Labeled-object pointing entries:
>> begin

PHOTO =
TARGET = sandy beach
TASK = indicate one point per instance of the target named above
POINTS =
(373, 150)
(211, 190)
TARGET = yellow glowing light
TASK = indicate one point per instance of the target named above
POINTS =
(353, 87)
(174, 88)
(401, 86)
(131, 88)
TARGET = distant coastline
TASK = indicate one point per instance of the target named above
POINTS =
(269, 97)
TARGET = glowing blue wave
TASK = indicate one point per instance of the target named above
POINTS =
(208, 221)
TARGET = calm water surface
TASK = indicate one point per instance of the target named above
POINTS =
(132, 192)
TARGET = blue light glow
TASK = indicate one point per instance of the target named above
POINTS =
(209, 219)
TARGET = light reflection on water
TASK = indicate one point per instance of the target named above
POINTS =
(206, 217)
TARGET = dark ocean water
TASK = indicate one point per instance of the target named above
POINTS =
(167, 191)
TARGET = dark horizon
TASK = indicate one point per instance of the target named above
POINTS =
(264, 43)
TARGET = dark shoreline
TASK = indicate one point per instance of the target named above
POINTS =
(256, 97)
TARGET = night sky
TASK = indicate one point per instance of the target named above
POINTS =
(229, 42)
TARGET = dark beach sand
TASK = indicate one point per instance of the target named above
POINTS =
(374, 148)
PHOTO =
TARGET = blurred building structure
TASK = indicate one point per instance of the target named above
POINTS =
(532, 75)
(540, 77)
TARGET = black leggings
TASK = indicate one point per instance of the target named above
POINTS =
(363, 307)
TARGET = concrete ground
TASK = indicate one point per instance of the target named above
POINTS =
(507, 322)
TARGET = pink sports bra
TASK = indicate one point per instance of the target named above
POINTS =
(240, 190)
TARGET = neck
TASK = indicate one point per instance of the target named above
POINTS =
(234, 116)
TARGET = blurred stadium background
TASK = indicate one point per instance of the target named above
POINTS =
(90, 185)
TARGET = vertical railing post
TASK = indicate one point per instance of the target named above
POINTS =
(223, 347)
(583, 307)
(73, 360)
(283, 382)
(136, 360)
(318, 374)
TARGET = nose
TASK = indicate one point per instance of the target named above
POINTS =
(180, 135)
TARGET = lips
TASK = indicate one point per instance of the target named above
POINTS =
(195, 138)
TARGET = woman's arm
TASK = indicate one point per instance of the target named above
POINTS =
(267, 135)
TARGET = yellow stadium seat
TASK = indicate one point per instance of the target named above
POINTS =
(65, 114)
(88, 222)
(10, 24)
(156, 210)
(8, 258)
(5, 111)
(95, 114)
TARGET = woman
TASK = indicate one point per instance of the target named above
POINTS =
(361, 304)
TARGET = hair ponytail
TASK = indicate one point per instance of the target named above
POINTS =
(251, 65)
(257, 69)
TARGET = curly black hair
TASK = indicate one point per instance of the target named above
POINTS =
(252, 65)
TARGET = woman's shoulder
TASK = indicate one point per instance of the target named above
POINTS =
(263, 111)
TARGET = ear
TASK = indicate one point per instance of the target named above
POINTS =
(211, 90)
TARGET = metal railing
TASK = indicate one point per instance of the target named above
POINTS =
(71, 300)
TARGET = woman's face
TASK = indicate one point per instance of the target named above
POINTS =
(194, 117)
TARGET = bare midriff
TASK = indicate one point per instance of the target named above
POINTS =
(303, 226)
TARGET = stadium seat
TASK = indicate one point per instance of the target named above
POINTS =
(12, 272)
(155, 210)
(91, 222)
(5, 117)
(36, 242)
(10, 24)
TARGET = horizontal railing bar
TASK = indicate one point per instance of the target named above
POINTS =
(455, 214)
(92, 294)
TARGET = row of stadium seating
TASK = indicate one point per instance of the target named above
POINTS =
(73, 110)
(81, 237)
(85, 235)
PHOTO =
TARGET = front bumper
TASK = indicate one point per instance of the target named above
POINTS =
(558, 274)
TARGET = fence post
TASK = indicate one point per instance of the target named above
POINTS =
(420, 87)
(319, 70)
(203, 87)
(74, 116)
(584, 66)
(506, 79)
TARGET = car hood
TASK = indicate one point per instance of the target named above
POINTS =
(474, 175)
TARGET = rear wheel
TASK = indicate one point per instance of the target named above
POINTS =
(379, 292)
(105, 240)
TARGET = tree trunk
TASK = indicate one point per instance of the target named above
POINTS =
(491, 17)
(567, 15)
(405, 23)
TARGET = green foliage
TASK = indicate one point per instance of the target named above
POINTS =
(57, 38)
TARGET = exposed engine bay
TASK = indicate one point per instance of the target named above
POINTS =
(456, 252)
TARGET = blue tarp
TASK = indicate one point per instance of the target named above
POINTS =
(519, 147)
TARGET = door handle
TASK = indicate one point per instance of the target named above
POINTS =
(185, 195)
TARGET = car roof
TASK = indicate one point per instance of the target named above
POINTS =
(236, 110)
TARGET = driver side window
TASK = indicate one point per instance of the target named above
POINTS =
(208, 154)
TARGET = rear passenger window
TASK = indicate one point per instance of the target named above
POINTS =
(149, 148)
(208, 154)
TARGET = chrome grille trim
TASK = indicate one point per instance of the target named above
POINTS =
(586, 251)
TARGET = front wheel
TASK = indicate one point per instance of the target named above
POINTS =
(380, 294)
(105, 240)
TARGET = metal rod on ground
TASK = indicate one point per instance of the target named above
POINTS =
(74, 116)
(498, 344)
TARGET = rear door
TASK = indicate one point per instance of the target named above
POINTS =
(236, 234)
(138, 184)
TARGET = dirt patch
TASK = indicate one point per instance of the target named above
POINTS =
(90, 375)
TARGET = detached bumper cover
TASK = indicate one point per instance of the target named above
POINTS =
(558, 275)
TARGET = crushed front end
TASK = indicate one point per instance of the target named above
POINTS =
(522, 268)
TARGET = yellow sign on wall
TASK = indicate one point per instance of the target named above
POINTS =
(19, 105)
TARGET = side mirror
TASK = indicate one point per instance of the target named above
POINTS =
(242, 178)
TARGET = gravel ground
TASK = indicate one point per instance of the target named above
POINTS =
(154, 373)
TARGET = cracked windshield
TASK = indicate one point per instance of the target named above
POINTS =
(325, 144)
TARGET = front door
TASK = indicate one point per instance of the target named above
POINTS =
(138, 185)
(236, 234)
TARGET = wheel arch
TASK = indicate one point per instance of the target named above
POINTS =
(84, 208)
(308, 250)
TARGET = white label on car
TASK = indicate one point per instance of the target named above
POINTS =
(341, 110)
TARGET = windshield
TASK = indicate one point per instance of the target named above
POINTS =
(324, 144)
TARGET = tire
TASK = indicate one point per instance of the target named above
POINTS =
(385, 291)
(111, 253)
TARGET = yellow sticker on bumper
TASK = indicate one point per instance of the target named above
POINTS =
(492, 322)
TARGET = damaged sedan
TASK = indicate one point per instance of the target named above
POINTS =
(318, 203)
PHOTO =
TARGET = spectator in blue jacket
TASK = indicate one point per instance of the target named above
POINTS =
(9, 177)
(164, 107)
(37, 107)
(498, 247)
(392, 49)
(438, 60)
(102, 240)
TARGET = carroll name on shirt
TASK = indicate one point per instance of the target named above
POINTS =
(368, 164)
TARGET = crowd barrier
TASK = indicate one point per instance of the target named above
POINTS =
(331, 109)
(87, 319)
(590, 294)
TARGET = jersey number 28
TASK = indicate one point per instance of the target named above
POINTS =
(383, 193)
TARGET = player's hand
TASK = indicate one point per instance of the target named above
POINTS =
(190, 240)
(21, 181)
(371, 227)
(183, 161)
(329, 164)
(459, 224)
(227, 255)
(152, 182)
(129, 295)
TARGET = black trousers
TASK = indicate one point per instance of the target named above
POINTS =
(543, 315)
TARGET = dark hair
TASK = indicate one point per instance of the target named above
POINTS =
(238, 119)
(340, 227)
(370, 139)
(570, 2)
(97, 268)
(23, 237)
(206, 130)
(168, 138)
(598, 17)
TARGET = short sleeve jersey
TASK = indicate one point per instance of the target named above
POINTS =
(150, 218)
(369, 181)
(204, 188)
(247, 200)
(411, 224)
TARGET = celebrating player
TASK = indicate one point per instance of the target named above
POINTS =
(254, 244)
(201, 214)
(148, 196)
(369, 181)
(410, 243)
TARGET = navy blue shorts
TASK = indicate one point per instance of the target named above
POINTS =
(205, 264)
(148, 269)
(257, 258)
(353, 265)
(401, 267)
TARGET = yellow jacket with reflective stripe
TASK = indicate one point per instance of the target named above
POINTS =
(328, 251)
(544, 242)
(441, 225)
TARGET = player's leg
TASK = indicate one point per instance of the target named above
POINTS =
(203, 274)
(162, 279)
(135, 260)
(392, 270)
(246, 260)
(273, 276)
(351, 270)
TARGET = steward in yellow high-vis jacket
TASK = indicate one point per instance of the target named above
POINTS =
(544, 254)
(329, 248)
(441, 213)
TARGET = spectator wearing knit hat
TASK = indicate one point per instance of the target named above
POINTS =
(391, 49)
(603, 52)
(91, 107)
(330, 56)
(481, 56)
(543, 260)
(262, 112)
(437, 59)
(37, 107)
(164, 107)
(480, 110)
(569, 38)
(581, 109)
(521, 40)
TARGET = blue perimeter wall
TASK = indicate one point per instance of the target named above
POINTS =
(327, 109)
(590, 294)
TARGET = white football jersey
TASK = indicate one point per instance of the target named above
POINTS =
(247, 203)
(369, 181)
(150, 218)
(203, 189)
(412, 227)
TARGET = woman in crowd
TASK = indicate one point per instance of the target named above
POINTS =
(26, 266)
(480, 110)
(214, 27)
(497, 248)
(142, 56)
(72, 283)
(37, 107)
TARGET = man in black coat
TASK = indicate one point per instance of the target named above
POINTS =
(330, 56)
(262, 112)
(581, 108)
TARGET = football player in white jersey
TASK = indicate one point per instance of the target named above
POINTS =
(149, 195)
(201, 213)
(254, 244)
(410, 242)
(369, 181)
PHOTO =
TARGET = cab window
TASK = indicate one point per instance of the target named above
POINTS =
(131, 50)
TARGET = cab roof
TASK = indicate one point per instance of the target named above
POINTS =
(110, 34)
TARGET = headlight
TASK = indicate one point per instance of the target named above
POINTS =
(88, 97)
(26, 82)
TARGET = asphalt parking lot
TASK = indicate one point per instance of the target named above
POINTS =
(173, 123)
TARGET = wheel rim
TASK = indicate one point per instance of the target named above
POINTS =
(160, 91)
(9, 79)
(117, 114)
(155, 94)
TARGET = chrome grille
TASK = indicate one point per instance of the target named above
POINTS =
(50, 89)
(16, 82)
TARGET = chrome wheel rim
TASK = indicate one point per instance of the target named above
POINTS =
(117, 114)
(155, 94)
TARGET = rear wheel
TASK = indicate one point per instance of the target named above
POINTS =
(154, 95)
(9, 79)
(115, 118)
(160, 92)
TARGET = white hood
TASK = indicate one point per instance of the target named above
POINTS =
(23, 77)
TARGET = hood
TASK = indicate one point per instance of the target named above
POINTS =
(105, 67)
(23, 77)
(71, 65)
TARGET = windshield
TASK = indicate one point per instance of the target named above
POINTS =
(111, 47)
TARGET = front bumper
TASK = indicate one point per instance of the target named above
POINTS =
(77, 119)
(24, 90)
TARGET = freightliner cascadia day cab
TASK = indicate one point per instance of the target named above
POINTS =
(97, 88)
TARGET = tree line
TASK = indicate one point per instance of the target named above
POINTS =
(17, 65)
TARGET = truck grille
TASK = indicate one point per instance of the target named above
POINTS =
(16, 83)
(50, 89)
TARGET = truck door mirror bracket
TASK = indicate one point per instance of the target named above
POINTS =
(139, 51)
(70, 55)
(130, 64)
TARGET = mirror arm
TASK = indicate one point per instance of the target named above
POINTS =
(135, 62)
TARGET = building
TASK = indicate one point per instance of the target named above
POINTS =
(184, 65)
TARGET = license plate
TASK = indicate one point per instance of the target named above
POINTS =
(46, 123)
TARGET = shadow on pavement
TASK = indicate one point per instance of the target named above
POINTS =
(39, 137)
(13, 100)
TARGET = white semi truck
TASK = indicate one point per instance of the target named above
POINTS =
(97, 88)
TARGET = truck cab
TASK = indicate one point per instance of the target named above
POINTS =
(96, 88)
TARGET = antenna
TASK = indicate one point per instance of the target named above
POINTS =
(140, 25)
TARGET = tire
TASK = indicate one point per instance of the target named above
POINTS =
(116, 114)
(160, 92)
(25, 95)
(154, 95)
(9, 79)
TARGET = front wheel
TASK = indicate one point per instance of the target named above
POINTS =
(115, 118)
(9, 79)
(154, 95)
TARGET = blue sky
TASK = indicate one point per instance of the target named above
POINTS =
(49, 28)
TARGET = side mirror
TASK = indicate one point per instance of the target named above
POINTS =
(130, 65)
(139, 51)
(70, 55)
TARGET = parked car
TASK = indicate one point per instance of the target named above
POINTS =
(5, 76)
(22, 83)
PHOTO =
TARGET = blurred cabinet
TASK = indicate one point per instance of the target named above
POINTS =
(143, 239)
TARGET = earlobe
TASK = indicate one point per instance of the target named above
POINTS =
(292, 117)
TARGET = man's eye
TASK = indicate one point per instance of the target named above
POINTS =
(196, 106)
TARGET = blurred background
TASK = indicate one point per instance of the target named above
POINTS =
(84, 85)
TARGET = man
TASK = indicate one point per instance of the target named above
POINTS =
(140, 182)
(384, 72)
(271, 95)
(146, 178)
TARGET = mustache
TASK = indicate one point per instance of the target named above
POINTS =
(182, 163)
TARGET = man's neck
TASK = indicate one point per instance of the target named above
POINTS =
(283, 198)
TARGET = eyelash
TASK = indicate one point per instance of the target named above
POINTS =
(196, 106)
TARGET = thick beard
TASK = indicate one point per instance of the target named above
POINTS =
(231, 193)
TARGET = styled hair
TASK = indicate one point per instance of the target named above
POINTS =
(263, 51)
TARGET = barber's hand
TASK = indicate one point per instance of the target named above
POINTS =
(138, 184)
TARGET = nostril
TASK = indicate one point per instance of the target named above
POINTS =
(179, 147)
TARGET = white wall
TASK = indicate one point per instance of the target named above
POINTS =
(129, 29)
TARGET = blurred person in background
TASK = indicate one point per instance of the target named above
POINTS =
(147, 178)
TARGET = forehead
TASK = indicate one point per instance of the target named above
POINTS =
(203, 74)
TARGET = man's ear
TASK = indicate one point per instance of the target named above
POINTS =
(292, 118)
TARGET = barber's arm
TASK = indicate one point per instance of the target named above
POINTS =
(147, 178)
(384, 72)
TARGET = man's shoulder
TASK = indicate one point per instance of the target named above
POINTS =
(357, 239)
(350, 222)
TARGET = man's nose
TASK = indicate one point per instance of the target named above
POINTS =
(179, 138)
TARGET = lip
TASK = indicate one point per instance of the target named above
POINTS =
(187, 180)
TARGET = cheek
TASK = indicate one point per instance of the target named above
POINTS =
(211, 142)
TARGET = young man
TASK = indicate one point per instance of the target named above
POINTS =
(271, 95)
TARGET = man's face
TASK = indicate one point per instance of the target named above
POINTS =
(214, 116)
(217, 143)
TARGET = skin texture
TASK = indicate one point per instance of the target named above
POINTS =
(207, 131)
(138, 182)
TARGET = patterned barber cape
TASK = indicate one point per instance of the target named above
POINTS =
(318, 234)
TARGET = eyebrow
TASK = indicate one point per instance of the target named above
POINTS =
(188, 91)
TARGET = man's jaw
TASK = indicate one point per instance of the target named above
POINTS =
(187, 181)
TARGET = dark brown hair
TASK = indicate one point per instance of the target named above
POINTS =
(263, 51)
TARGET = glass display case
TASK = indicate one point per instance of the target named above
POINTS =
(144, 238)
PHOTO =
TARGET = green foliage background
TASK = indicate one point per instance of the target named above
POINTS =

>> end

- Instructions for the task:
Arrange the lines of the items above as a numbered list, starting from the line containing "TARGET = dark brown hair" up to and including the last line of the items, leaving out any blank lines.

- Answer to the task:
1. TARGET = dark brown hair
2. TASK = indicate one point per instance of the target named above
3. POINTS =
4. (263, 51)
5. TARGET = glass display case
6. TASK = indicate one point per instance of the target named above
7. POINTS =
8. (144, 238)
9. PHOTO =
10. TARGET = green foliage background
11. TASK = indicate one point per instance of the target named above
12. POINTS =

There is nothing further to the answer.